**Problem description:**
Can you print every record below exactly as written?
:: Given data ::
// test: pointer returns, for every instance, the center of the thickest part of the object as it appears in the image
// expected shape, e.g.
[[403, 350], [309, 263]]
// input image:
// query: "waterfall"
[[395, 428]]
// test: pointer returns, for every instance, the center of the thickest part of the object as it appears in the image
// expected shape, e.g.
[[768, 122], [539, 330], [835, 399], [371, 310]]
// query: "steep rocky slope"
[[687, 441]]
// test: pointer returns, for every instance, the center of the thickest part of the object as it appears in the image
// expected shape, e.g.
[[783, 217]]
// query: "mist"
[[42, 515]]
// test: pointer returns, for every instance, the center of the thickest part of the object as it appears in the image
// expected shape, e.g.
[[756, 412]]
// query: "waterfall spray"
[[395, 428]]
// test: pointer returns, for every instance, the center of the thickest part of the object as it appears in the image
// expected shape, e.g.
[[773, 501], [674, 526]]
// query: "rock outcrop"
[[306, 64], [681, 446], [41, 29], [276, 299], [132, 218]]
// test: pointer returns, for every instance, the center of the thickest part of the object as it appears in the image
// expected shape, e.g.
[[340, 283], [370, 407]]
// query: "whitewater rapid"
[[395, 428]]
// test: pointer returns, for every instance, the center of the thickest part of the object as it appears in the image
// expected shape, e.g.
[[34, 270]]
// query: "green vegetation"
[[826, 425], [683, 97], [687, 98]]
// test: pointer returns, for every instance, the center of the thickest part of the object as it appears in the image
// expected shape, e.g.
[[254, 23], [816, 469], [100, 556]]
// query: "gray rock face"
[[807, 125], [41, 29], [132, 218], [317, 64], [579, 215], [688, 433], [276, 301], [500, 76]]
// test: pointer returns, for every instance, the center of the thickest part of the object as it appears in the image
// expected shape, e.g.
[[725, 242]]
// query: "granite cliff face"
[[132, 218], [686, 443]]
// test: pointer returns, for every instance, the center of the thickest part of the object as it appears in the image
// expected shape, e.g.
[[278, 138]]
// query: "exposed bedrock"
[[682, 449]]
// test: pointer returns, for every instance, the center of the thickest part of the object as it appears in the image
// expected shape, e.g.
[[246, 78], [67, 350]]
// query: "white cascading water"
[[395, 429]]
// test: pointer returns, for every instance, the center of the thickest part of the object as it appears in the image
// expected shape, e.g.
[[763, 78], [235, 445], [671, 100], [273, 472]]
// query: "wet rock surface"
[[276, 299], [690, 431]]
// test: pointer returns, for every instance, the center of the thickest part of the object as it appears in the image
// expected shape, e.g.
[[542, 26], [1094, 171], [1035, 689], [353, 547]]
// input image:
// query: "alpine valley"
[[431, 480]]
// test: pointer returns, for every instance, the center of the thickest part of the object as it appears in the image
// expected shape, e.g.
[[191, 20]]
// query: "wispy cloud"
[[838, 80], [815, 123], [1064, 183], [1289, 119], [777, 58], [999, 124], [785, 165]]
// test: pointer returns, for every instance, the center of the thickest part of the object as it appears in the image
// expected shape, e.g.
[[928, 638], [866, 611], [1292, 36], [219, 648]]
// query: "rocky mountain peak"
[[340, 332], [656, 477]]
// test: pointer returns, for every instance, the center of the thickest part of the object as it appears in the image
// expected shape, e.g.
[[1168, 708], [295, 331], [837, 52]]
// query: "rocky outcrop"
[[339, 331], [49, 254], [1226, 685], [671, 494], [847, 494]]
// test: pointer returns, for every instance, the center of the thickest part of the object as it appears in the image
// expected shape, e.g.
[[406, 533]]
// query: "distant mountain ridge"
:::
**Answer to the problem:**
// test: pointer returns, for every instance, the center of the thickest part of the object as it appears in the image
// expected shape, e.g.
[[403, 350], [309, 263]]
// input image:
// query: "waterfall"
[[395, 428]]
// test: pointer returns, for every instance, the center of the thickest part of the object as it appears in the image
// expected shape, e.g.
[[768, 122], [539, 330], [835, 399], [371, 310]]
// query: "steep rocky slope"
[[687, 441]]
// test: pointer returns, for every instance, the center of the thickest part of the object as it appears in the image
// expected shape, e.g.
[[783, 217]]
// query: "mist"
[[42, 515]]
// test: pointer returns, for every instance, the center of the thickest part of the object as it appears in the image
// expected shape, e.g.
[[756, 412]]
// query: "waterfall spray"
[[395, 428]]
// test: pointer returns, for every instance, the center of the thickest part of the object as it appears in the image
// expected shape, e.g.
[[773, 501], [674, 526]]
// query: "rock outcrop"
[[306, 64], [681, 446], [41, 29], [276, 299], [132, 218]]
// test: pointer returns, for every instance, the center of the thickest part of the object as it appears in the image
// expected shape, e.g.
[[340, 283], [370, 407]]
// query: "whitewater rapid"
[[395, 428]]
// test: pointer returns, for every instance, the center of the thickest part of the object as it appears in the image
// expected shape, e.g.
[[34, 270]]
// query: "green vegetation"
[[826, 425], [683, 97], [687, 98]]
// test: pointer returns, for every instance, the center of the thickest part of the object as it appears in the image
// expected shape, e.g.
[[254, 23], [816, 469], [100, 556]]
// query: "gray rock face"
[[807, 125], [41, 29], [132, 218], [317, 64], [579, 215], [688, 433], [276, 301], [500, 76]]
// test: pointer returns, for every instance, the center of the thickest part of the object as it appears in the image
// expected shape, e.g.
[[725, 242]]
// query: "granite cliff face"
[[132, 218], [686, 443]]
// test: pointer returns, for every instance, the center of the thickest part of the object as it appears in the image
// expected shape, e.g.
[[278, 138]]
// query: "exposed bedrock"
[[682, 449]]
// test: pointer returns, for every instance, the center of the thickest part of the object as it appears in the image
// expected shape, e.g.
[[246, 78], [67, 350]]
// query: "white cascading water"
[[395, 429]]
// test: pointer returns, for every instance, the center of the thickest part of the object as it appears in the image
// expected shape, e.g.
[[763, 78], [235, 445], [671, 100], [273, 472]]
// query: "wet rock surface"
[[276, 299], [690, 431]]
// test: pointer returns, for every instance, the center of the thickest part of the object as it appears in the image
// expected shape, e.g.
[[542, 26], [1094, 171], [1035, 689], [353, 547]]
// input image:
// query: "alpine valley"
[[431, 480]]
// test: pointer returns, for every instance, the center of the thickest part of the object as it appears in the image
// expected shape, e.g.
[[191, 20]]
// query: "wispy cloud"
[[838, 80], [815, 123], [1064, 183], [1289, 119], [777, 58], [999, 124], [785, 165]]
// test: pointer returns, for every instance, the center of the thickest part of the object as it appears in the image
// expected shape, e.g.
[[928, 638], [866, 611], [1292, 36], [219, 648]]
// query: "rocky mountain peak"
[[340, 332], [656, 477]]
// test: pointer returns, for every instance, the center of the thickest part of the object as it appears in the image
// expected shape, e.g.
[[1168, 708], [295, 331], [837, 52]]
// query: "rocky outcrop"
[[339, 331], [49, 254], [1226, 685], [671, 494], [847, 494]]
// test: pointer returns, for every instance, the center of the thickest part of the object as it appears in the image
// expected shape, e.g.
[[406, 533]]
// query: "distant mountain ridge"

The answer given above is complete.